• [Exercise text]
════════════════════

Here's something that helped me: take your own BP.  It's kind of awkward trying to hold the stethoscope on your own arm and pump too, but it works really well.  When you're getting your blood pressure taken, you can usually feel each beat.  It will at least give you an idea of how to pick out the sounds and what is just interference.


----------



## Jay114 (Jun 12, 2007)

emtd29 said:


> OK, My Advice:
> 
> 
> PRACTICE PRACTICE PRACTICE!!!
> ...




Just to say, I have been using this post as a mantra for all my learning in class, thanks!


----------



## DocHoliday (Jun 22, 2007)

*BP question*

I have known that you need to use even numbers with BPs but what is the reason behind that?

Thanks


----------



## Ridryder911 (Jun 22, 2007)

Because manual B/P's has only even numbers on the dial. You show me a person that gives me a BP of 129/83 on a manual sphygmomanometer and I will doubt their accuracy on BP checks...  digital is different. 

R/r 911


----------



## MMiz (Jun 22, 2007)

Ridryder911 said:


> Because manual B/P's has only even numbers on the dial. You show me a person that gives me a BP of 129/83 on a manual sphygmomanometer and I will doubt their accuracy on BP checks...  digital is different.
> 
> R/r 911


That's when I know my ride-along is making things up


----------



## Guardian (Jun 22, 2007)

yea, same with pulse rate and RR...when they count a rate for 15 secs and give you back an odd number.  Sorry, but when you multiply something by 4, your going to get an even number.

════════════════════

• [The data]
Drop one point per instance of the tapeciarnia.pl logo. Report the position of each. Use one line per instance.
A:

════════════════════

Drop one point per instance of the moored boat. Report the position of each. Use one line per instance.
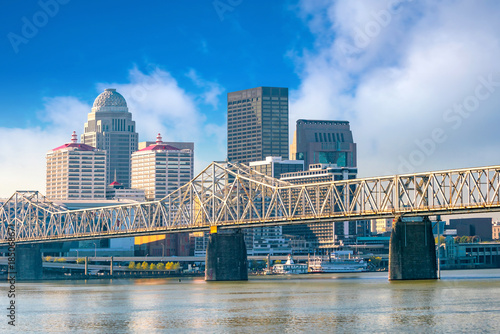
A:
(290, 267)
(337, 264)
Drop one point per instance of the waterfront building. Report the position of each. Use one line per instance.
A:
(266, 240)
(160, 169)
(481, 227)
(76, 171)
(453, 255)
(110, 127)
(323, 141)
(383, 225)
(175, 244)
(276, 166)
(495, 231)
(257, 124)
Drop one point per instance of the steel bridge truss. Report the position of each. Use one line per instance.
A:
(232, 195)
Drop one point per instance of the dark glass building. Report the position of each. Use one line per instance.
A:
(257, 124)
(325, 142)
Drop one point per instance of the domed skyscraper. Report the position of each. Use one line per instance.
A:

════════════════════

• [Questions]
1. Can you copy the part of the blood pressure thread running from "yea, same with" to "an even number." word for word?
2. Could you turn the paragraph of the blood pressure thread that begins "Here's something that helped me" into a short bulleted list that keeps its main points?

• [Answers for this exercise]
1.
yea, same with pulse rate and RR...when they count a rate for 15 secs and give you back an odd number.  Sorry, but when you multiply something by 4, your going to get an even number.

2.
- Take your own blood pressure.
- Holding the stethoscope on your own arm while pumping is awkward, but it works really well.
- When your blood pressure is being taken, you can usually feel each beat.
- This gives you an idea of how to pick out the sounds and tell them apart from interference.